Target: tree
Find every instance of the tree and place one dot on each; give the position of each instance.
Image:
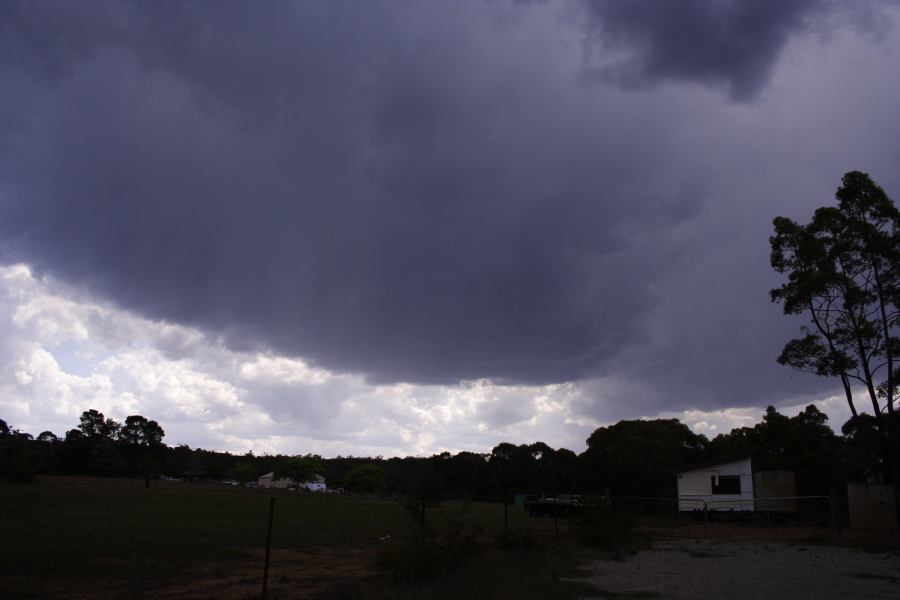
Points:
(97, 427)
(140, 431)
(640, 457)
(367, 478)
(48, 437)
(842, 272)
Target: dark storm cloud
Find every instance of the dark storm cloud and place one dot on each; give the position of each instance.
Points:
(731, 44)
(424, 191)
(376, 194)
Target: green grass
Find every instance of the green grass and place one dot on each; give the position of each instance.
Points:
(68, 532)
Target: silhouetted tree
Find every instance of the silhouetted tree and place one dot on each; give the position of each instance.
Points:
(367, 478)
(843, 272)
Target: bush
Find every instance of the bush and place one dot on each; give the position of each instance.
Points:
(600, 525)
(428, 553)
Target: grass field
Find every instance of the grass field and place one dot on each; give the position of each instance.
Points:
(74, 537)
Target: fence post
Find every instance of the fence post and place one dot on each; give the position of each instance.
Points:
(834, 523)
(705, 519)
(268, 547)
(505, 516)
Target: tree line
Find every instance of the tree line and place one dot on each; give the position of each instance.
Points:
(842, 273)
(631, 457)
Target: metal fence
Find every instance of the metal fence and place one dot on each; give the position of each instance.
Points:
(782, 517)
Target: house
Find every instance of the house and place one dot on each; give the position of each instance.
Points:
(268, 481)
(718, 485)
(316, 484)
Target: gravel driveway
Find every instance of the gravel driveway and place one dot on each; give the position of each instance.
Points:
(695, 569)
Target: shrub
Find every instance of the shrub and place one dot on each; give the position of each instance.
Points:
(600, 525)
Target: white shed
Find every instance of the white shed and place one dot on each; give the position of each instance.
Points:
(316, 484)
(268, 481)
(721, 485)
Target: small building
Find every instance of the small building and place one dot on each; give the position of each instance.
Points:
(716, 485)
(268, 481)
(316, 484)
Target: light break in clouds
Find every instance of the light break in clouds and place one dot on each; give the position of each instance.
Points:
(63, 353)
(318, 223)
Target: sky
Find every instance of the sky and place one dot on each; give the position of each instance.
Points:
(394, 228)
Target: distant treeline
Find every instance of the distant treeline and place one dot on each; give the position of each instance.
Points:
(638, 458)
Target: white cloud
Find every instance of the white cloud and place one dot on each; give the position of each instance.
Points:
(62, 353)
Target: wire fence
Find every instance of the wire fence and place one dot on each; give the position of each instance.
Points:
(784, 517)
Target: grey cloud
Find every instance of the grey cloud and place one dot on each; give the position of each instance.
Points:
(732, 44)
(429, 192)
(374, 194)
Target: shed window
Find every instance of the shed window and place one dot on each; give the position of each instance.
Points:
(726, 484)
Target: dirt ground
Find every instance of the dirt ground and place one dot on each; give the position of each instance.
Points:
(680, 569)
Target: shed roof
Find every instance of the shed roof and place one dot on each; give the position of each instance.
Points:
(723, 460)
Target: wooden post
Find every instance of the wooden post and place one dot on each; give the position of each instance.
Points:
(556, 523)
(268, 547)
(505, 516)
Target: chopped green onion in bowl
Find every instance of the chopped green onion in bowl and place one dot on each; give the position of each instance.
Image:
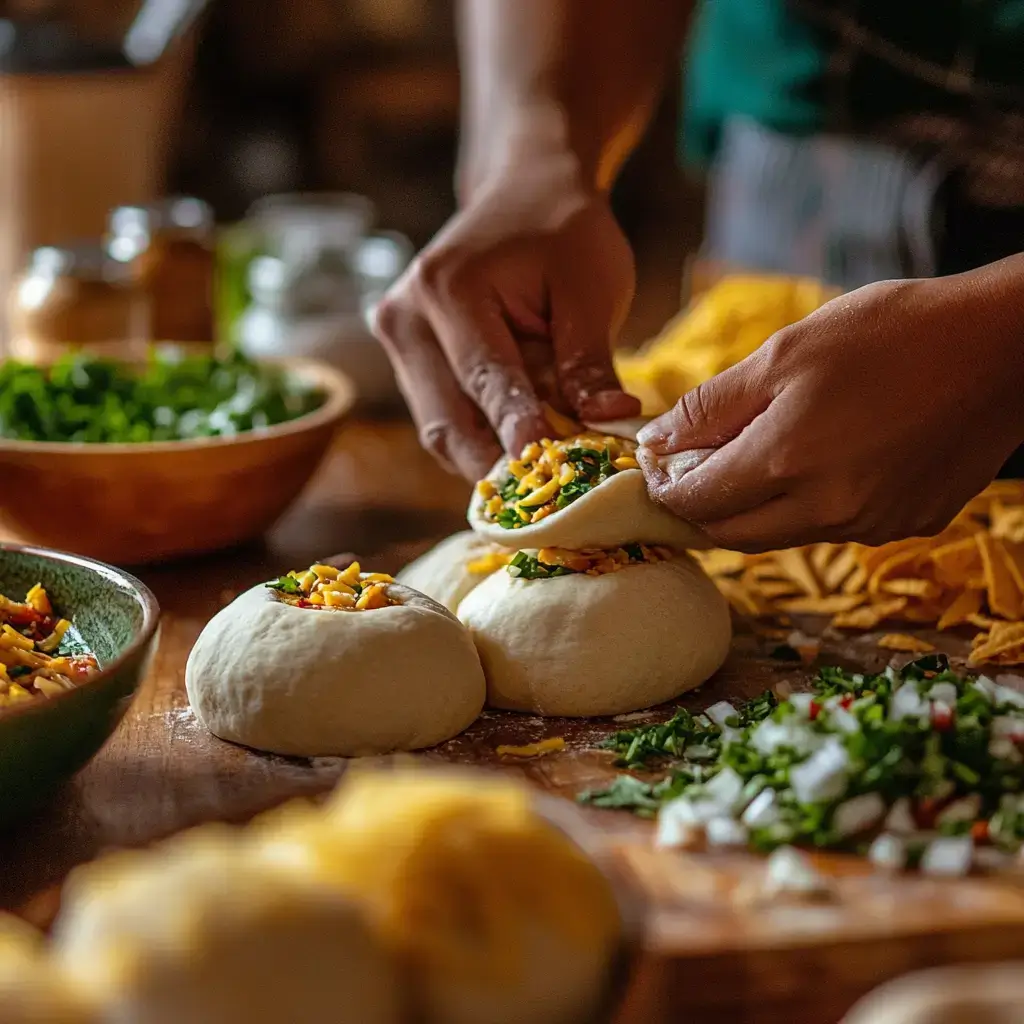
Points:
(918, 767)
(82, 398)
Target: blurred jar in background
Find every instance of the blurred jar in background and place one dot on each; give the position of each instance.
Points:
(314, 275)
(75, 297)
(170, 249)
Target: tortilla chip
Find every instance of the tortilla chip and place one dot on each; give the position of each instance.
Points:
(740, 597)
(916, 587)
(901, 641)
(966, 604)
(840, 568)
(952, 563)
(1003, 637)
(856, 581)
(829, 605)
(868, 617)
(794, 563)
(718, 561)
(1004, 597)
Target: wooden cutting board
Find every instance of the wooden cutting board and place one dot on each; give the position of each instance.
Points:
(708, 953)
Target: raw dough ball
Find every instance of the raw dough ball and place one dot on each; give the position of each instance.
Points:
(196, 932)
(598, 644)
(615, 512)
(500, 916)
(310, 682)
(949, 995)
(33, 990)
(442, 572)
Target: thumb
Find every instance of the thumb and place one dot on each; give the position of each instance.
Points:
(713, 413)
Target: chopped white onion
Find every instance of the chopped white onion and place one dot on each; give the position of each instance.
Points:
(725, 790)
(823, 775)
(762, 810)
(725, 832)
(857, 814)
(900, 817)
(888, 852)
(788, 870)
(948, 856)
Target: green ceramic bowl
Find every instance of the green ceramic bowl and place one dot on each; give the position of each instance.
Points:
(44, 741)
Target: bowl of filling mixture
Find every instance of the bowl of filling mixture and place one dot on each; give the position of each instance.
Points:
(75, 640)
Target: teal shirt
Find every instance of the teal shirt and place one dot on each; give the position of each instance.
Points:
(775, 61)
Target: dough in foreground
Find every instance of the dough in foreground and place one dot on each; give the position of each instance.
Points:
(195, 932)
(312, 681)
(586, 645)
(969, 994)
(450, 570)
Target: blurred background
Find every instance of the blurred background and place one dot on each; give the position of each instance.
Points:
(110, 107)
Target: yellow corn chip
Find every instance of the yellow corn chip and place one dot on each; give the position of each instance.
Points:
(900, 641)
(965, 604)
(1001, 637)
(952, 563)
(794, 563)
(1004, 597)
(840, 568)
(822, 605)
(916, 587)
(868, 617)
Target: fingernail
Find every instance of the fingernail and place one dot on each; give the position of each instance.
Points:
(608, 406)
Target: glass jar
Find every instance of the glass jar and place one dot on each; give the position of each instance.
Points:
(74, 297)
(171, 250)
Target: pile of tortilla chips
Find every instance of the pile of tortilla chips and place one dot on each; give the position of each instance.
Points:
(718, 329)
(971, 576)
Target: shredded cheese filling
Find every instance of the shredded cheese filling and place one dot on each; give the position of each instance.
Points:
(550, 475)
(30, 639)
(329, 589)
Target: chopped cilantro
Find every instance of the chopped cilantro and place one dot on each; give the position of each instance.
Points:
(286, 585)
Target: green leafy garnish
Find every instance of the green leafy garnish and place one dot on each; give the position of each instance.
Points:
(286, 585)
(89, 399)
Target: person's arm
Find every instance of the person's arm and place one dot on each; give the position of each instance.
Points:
(556, 94)
(876, 418)
(547, 78)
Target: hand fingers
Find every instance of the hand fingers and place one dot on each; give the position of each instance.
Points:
(740, 476)
(451, 427)
(488, 367)
(713, 413)
(583, 325)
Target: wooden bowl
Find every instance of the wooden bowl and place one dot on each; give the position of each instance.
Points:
(44, 741)
(132, 504)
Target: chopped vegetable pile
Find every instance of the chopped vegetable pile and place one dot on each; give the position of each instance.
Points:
(921, 766)
(83, 398)
(550, 475)
(325, 587)
(549, 562)
(31, 665)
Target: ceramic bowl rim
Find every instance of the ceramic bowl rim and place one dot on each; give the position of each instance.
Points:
(143, 596)
(340, 397)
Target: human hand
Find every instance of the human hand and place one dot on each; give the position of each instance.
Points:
(524, 288)
(876, 418)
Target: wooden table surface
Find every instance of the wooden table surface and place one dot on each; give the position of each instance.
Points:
(378, 495)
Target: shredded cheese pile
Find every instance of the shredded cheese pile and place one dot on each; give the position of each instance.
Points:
(325, 587)
(551, 474)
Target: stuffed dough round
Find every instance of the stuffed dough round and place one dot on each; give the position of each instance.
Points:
(196, 931)
(314, 682)
(443, 574)
(615, 512)
(584, 645)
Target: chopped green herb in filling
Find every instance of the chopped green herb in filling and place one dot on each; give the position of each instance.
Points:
(903, 758)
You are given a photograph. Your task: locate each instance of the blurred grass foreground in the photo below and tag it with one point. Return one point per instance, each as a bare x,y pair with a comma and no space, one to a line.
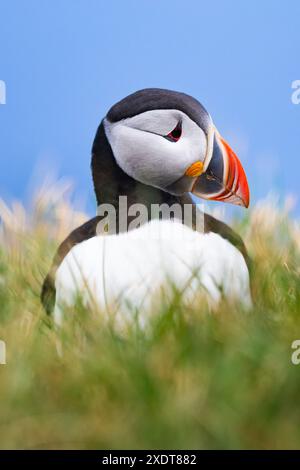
194,379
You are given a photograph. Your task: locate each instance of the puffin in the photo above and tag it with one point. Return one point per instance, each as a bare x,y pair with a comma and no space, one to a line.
155,149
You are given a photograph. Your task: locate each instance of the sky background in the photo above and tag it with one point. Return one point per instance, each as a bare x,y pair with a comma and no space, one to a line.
65,62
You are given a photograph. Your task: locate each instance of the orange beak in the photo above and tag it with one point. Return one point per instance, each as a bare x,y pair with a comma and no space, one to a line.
224,178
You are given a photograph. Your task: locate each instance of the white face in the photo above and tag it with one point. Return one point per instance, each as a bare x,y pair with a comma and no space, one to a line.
142,151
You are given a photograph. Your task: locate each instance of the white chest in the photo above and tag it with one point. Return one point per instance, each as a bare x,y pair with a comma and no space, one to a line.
128,271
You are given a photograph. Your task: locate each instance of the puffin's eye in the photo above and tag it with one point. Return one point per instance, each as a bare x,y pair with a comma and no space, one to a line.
175,134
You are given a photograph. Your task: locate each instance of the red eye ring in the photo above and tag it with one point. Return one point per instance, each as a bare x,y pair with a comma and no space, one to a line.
175,134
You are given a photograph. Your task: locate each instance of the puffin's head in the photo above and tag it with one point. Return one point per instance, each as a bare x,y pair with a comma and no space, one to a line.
167,140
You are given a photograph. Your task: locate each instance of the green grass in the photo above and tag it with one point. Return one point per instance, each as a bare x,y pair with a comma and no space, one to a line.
193,379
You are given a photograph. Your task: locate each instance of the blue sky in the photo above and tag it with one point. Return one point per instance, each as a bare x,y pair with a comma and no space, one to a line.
66,62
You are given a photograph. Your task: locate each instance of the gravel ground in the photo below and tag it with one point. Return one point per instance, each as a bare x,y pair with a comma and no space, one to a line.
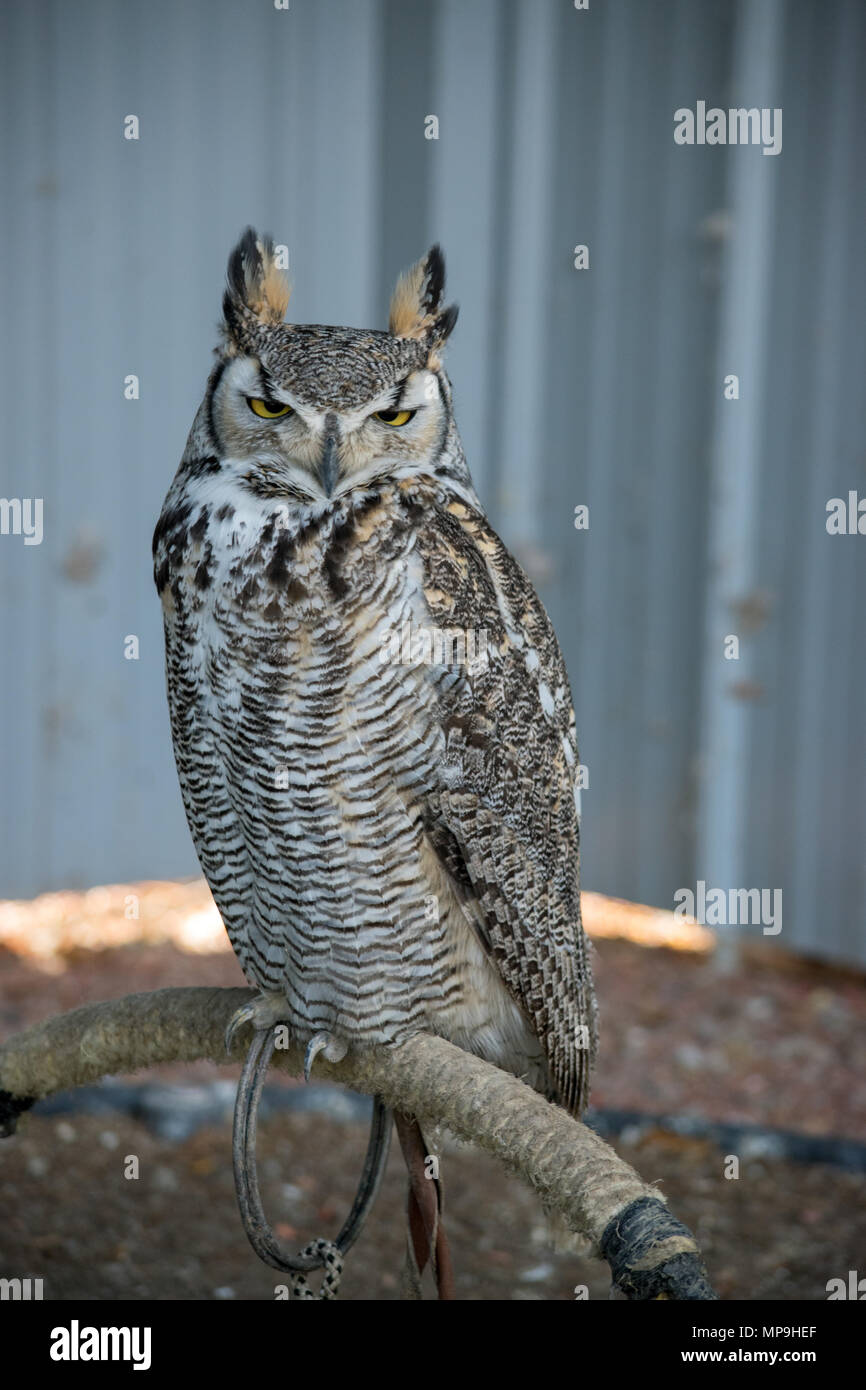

____

The problem: From the records above, pull out every line that contains the word "background" and copy each one unchanged.

Exercise answer:
Target: blurred jar in background
Find every instance of the blurred jar in background and place one dot on each; give the position of each instance.
Target: blurred background
Find every instance of the blurred background and place one dot on each; give the position of each instance.
You are given a photograph. Your task: locate each instance of the sky background in the photo above and tag it with one point. Return one point per instance, each as a bare x,y pair with a comma and no space, one to a line.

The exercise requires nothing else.